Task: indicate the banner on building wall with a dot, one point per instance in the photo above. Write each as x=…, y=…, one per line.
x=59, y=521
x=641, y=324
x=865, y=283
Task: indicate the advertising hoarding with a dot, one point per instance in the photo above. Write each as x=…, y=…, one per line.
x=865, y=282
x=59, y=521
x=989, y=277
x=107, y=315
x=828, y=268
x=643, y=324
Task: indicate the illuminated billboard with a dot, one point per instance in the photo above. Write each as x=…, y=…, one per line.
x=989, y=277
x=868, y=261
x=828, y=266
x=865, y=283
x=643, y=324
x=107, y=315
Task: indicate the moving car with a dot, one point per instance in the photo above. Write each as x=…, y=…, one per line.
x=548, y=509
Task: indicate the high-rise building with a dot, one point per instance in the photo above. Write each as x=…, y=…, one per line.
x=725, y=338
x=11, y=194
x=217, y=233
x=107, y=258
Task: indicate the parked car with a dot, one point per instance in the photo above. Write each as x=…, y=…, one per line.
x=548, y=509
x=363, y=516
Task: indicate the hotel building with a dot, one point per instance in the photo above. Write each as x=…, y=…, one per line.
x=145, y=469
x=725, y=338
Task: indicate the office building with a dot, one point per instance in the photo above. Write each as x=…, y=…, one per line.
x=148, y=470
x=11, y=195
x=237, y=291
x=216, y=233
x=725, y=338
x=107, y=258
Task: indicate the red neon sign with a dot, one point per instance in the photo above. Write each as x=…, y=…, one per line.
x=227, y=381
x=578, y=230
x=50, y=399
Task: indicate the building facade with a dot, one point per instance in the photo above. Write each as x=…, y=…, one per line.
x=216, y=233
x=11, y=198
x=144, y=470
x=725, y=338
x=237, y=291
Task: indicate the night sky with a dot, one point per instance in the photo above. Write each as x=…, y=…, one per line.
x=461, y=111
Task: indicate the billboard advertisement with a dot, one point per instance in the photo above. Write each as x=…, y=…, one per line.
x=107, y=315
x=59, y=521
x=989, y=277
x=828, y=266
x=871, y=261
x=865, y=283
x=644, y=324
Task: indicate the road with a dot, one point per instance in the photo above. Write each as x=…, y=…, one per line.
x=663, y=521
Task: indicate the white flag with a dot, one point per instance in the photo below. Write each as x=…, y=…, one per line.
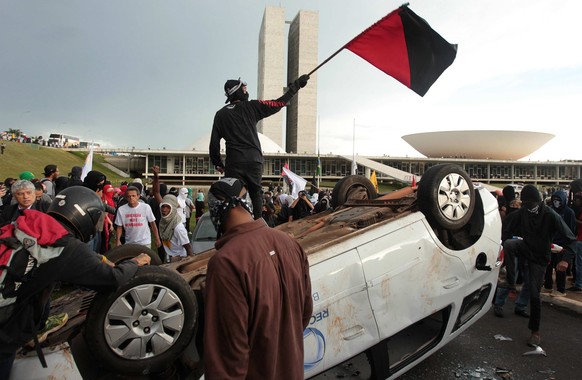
x=88, y=165
x=298, y=183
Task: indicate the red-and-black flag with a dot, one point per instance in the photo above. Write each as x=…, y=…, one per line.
x=404, y=46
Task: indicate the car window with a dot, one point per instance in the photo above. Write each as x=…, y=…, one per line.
x=205, y=230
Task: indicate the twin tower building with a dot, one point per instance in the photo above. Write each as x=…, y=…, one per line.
x=297, y=38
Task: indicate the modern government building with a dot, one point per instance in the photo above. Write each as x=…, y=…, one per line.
x=487, y=156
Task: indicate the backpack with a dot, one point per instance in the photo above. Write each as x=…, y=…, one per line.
x=25, y=245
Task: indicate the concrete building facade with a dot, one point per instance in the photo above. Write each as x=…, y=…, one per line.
x=273, y=75
x=302, y=58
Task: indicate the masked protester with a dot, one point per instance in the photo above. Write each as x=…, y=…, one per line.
x=528, y=234
x=236, y=123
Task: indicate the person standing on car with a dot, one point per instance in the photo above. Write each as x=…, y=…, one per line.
x=528, y=234
x=71, y=222
x=236, y=123
x=258, y=294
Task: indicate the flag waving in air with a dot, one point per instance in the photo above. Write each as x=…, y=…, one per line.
x=405, y=47
x=88, y=165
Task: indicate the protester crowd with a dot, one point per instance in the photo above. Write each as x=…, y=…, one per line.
x=542, y=243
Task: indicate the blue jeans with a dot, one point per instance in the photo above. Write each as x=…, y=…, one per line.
x=536, y=272
x=523, y=297
x=578, y=282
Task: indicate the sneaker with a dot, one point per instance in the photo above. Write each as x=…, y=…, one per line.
x=53, y=323
x=505, y=284
x=521, y=313
x=534, y=340
x=574, y=289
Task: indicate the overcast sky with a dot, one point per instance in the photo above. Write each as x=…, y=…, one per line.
x=150, y=73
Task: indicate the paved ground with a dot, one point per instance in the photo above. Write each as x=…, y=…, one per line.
x=476, y=354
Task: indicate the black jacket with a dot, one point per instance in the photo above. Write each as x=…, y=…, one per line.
x=538, y=230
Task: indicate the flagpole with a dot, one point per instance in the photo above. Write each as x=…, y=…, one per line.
x=318, y=155
x=354, y=166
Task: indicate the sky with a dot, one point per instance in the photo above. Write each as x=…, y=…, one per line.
x=150, y=73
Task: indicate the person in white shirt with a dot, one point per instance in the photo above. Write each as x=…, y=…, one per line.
x=172, y=231
x=137, y=219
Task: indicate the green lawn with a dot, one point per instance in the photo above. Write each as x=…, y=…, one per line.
x=31, y=157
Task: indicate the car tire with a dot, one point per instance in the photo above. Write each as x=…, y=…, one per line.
x=129, y=251
x=446, y=196
x=352, y=187
x=143, y=326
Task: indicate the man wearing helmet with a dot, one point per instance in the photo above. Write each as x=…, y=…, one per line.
x=258, y=294
x=73, y=215
x=236, y=123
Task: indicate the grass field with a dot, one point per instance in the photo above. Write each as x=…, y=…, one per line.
x=18, y=158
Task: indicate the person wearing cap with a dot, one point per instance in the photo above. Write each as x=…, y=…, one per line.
x=69, y=222
x=51, y=172
x=236, y=123
x=257, y=294
x=29, y=176
x=528, y=234
x=75, y=176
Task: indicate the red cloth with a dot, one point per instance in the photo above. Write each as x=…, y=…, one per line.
x=258, y=302
x=405, y=47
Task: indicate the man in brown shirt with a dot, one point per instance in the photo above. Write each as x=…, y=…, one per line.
x=258, y=294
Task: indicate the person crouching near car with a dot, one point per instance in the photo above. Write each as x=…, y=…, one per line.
x=70, y=223
x=257, y=293
x=172, y=231
x=527, y=234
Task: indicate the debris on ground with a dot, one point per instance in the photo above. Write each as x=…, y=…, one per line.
x=537, y=351
x=503, y=373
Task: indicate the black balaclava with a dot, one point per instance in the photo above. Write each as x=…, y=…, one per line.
x=531, y=198
x=223, y=196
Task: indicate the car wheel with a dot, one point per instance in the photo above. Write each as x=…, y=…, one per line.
x=129, y=251
x=446, y=196
x=143, y=326
x=352, y=187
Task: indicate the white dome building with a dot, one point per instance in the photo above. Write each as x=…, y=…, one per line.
x=496, y=145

------------------------

Exercise goal - Write the listing out a second time exactly, dropping all images.

Answer to the problem -
Task: indicate the banner on building wall with a dot, one point per instance in the photo above. Write each as x=…, y=…, one per line.
x=59, y=521
x=641, y=324
x=865, y=283
Task: indicate the advertising hoarding with a dot, one point per instance in the photo above. Write each as x=…, y=…, one per line.
x=865, y=282
x=59, y=521
x=989, y=277
x=107, y=315
x=828, y=268
x=643, y=324
Task: indicate the illuminated billboard with a dot, one point per instance in the photo above. Write each as x=…, y=…, one per line.
x=989, y=277
x=868, y=261
x=828, y=266
x=865, y=283
x=643, y=324
x=107, y=315
Task: indicate the moving car with a dot, one point per instance in the photo above. Write each as x=…, y=…, one per line.
x=548, y=509
Task: indicate the high-rise building with a dot, one point per instance in the photo above. Write each as x=…, y=…, one per line.
x=725, y=338
x=11, y=194
x=217, y=233
x=107, y=258
Task: indicate the parked car with a dot, one point per instance in the photo above. Write each as x=…, y=…, one per line.
x=548, y=509
x=363, y=516
Task: indicate the hotel building with a dot, one point per instance in the photo above. Write each as x=…, y=…, one per line.
x=145, y=469
x=725, y=338
Task: indicate the office building with a dot, one point per instance in the photo above. Write each as x=…, y=…, one per line.
x=148, y=470
x=11, y=195
x=237, y=291
x=216, y=233
x=725, y=338
x=107, y=258
Task: indicate the red neon sign with a dot, one point per instance in the photo above. Write each as x=…, y=…, one per line.
x=227, y=381
x=578, y=230
x=50, y=399
Task: indicate the building facade with a dot, one point per instance in the photo above. Write each as x=…, y=…, one per line.
x=216, y=233
x=11, y=198
x=144, y=470
x=725, y=338
x=237, y=291
Task: indicate the night sky with a dot, one point per instance in the photo above. Write each as x=…, y=…, one per line.
x=461, y=111
Task: indicate the billboard advertisement with a dot, one point per instance in the photo above. Write each as x=…, y=…, one per line.
x=107, y=315
x=59, y=521
x=989, y=277
x=828, y=266
x=871, y=261
x=865, y=283
x=644, y=324
Task: indicate the road with a dot, one point per instance in the photo above. Write each as x=…, y=…, one per line.
x=663, y=521
Task: indicate the white flag with a dot, one point per instance in the photo below. Write each as x=…, y=…, one per line.
x=88, y=165
x=298, y=183
Task: indicate the red-and-black flag with a dot, one point per instance in the photo above. Write each as x=…, y=…, one per line.
x=404, y=46
Task: indicate the car window with a dot, one point per instance in the photo above. Write each as x=…, y=…, one per line.
x=205, y=230
Task: indicate the twin tower building with a dot, one point per instance in the photo above. Write each as x=…, y=…, one per line.
x=297, y=38
Task: indicate the modern government building with a dot, one point per instance in the photo above. Write each as x=…, y=…, one per line.
x=487, y=156
Task: indicate the backpack with a dot, one point per instance in the photo above. Write each as x=…, y=…, one per line.
x=25, y=245
Task: indicate the concrete building facade with a dot, one point per instance in the photo above. Write each as x=…, y=…, one per line.
x=273, y=75
x=302, y=58
Task: indicate the masked protester with a dot, one point per instance in the photo above. Write each as x=…, y=…, one per line.
x=528, y=234
x=236, y=123
Task: indicate the person standing on car with a dot, one point per instance in the photo above. Write each as x=…, y=…, one per line.
x=528, y=234
x=71, y=222
x=236, y=123
x=258, y=294
Task: indicate the flag waving in air with a dot, one point per instance in the photo above. Write each as x=…, y=…, one per line.
x=405, y=47
x=88, y=165
Task: indicate the protester crowd with a dot, one point per instance in the photo above. Write each as x=…, y=…, one per line.
x=542, y=243
Task: indicate the blue jeans with a dot, one point per instance in the photo above. Write each as x=…, y=…, one per line.
x=536, y=272
x=523, y=297
x=578, y=282
Task: indicate the sneaker with a dot, one point per instance in the photo above. Write each as x=…, y=…, one per line.
x=53, y=323
x=505, y=284
x=521, y=313
x=534, y=340
x=574, y=289
Task: indicate the overcast sky with a dot, one point per instance in the photo above. Write each as x=…, y=…, one per line.
x=150, y=73
Task: indicate the paved ground with a dot, one point per instance in the photo above. Write each as x=…, y=…, one per line.
x=476, y=354
Task: indicate the black jacket with a dot, one point per instance in the photo above. Write each as x=…, y=…, one per line.
x=538, y=230
Task: indicate the flagpole with a dot, one point per instance in the photo above. Write each as x=…, y=…, one per line.
x=318, y=155
x=354, y=166
Task: indicate the sky with a dot, one point per instance in the photo above. Write each as x=…, y=…, one per line.
x=150, y=73
Task: indicate the person in white shirt with a dot, one point per instance in the photo above. Write each as x=…, y=…, one per line.
x=172, y=231
x=137, y=219
Task: indicate the green lawn with a dot, one point per instance in the photo above. Write each as x=…, y=…, one per line.
x=31, y=157
Task: indicate the car tire with a dot, one point per instance in the photo above. Write each as x=…, y=…, one per line.
x=129, y=251
x=446, y=196
x=352, y=187
x=143, y=326
Task: indicate the man wearing helmet with a dot, one point per instance in the photo above. Write each as x=…, y=…, one per line.
x=258, y=294
x=73, y=215
x=236, y=123
Task: indicate the grass field with a dot, one point per instance in the photo above. Write each as x=…, y=…, one per line.
x=18, y=158
Task: indicate the person wearing cap with a dot, one point per instance in the photo above. Write each as x=…, y=…, one per line.
x=69, y=222
x=51, y=172
x=236, y=123
x=257, y=294
x=29, y=176
x=528, y=234
x=75, y=176
Task: indicate the red cloth with a dot, one point per instance in the photo above. Write each as x=…, y=…, one per line.
x=258, y=302
x=405, y=47
Task: indicate the man in brown shirt with a dot, one point per instance in the photo above. Write each as x=…, y=…, one per line.
x=258, y=294
Task: indicate the person crouching near car with a dot, one point per instance in the photo above. Write each as x=…, y=…, one per line.
x=70, y=223
x=257, y=293
x=172, y=231
x=527, y=234
Task: indicate the debris on ground with a dot, one point per instance in the photo above. Write each as x=…, y=…, one per line.
x=537, y=351
x=503, y=373
Task: indicate the black balaclava with a dot, one point per instance in the photo above. Write each as x=…, y=…, one per line.
x=531, y=198
x=223, y=196
Task: indicate the car wheel with a dot, one point per instance in the photo above. Write each as x=…, y=…, one per line.
x=129, y=251
x=446, y=196
x=143, y=326
x=352, y=187
Task: indicate the white dome building with a dot, one point per instance in the photo above. Write each as x=…, y=…, one per line.
x=496, y=145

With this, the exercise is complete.